Output the items from the start through the line containing "xmin=50 ymin=0 xmax=285 ymax=163" as a two-column CSV with the headers item_text and answer, one row per item. Put each item's text and its answer in their own quoted fields, with line breaks replaced by spaces.
---------- Extracted records ----------
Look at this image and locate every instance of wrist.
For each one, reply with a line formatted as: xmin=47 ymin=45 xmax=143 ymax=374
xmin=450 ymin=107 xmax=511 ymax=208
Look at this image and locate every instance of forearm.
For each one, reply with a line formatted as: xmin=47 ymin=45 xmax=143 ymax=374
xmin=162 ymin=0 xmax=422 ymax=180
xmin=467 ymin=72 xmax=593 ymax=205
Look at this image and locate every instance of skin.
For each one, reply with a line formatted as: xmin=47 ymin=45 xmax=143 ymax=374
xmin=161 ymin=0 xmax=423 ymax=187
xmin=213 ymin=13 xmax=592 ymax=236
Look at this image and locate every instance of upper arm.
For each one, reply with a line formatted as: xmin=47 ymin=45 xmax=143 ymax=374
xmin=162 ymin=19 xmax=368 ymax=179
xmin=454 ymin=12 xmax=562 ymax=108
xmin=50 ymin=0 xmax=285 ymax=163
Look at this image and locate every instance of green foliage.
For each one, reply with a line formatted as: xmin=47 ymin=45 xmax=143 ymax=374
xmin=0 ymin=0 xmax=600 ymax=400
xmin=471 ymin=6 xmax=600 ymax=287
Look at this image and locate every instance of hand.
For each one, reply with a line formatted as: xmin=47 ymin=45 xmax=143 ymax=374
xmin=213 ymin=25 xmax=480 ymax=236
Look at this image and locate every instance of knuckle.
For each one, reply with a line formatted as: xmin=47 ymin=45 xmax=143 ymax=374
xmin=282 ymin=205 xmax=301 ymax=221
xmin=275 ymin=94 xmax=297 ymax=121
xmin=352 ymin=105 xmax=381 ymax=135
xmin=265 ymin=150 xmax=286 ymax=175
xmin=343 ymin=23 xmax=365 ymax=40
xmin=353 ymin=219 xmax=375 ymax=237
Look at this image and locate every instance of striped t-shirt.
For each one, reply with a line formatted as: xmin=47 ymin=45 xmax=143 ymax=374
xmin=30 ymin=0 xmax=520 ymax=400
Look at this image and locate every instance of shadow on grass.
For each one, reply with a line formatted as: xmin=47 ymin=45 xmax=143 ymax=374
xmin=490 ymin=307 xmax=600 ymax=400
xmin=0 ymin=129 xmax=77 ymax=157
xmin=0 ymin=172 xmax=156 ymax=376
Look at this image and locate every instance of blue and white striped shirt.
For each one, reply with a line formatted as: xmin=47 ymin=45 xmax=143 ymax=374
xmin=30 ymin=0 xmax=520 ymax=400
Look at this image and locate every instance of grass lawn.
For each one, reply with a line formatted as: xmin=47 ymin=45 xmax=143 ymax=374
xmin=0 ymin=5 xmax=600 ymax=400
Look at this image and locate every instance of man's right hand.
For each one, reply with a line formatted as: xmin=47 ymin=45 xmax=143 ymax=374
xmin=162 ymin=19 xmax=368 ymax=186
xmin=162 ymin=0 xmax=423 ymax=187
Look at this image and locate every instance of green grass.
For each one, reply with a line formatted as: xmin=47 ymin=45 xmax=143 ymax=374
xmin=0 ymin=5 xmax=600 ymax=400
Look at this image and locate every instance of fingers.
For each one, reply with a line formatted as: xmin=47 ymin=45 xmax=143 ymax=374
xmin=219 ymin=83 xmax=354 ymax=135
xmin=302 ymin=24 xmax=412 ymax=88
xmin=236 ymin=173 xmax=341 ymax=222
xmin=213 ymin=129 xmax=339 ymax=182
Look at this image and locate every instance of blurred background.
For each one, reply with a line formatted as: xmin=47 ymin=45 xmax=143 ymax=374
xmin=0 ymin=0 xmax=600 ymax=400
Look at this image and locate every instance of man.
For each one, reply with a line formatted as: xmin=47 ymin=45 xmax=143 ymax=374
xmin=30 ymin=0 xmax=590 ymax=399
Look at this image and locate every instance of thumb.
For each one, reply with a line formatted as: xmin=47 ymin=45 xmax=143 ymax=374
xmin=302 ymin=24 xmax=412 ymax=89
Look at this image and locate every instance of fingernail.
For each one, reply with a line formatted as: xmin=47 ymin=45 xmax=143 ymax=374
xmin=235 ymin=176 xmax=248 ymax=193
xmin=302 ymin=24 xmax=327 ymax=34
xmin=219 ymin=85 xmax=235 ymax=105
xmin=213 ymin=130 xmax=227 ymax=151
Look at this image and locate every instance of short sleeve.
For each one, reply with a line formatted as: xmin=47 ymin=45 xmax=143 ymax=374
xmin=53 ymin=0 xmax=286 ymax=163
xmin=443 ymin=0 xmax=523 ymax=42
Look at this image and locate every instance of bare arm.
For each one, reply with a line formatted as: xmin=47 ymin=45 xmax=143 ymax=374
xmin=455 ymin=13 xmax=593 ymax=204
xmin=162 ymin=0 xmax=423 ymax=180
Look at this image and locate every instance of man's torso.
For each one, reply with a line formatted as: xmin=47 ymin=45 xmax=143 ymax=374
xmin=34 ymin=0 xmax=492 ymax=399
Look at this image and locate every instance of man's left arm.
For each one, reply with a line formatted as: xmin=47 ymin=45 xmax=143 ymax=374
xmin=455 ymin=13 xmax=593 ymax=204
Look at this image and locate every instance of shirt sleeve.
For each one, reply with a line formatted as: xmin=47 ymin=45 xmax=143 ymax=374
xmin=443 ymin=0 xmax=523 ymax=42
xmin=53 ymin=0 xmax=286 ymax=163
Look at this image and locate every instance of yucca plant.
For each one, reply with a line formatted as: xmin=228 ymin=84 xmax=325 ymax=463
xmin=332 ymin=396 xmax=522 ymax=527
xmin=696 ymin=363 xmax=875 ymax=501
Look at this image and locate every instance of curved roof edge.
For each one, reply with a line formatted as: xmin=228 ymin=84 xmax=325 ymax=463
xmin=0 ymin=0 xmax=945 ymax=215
----------
Task answer ->
item_text,answer
"Look at this image and locate every instance of wrist. For each one, reply with a line formatted as: xmin=47 ymin=45 xmax=143 ymax=374","xmin=450 ymin=107 xmax=511 ymax=208"
"Look at this image and locate every instance of forearm. For each one, reply with a line formatted as: xmin=47 ymin=45 xmax=143 ymax=374","xmin=162 ymin=0 xmax=422 ymax=180 xmin=467 ymin=72 xmax=593 ymax=205"
"Look at this image and locate every instance of skin. For each one, reply with a line formatted as: xmin=47 ymin=45 xmax=143 ymax=374","xmin=161 ymin=0 xmax=423 ymax=187 xmin=213 ymin=13 xmax=592 ymax=236"
"Look at this image and locate every instance of upper arm. For each one, reply with a line formatted as: xmin=47 ymin=45 xmax=143 ymax=374","xmin=162 ymin=19 xmax=368 ymax=179 xmin=454 ymin=12 xmax=562 ymax=108 xmin=50 ymin=0 xmax=285 ymax=163"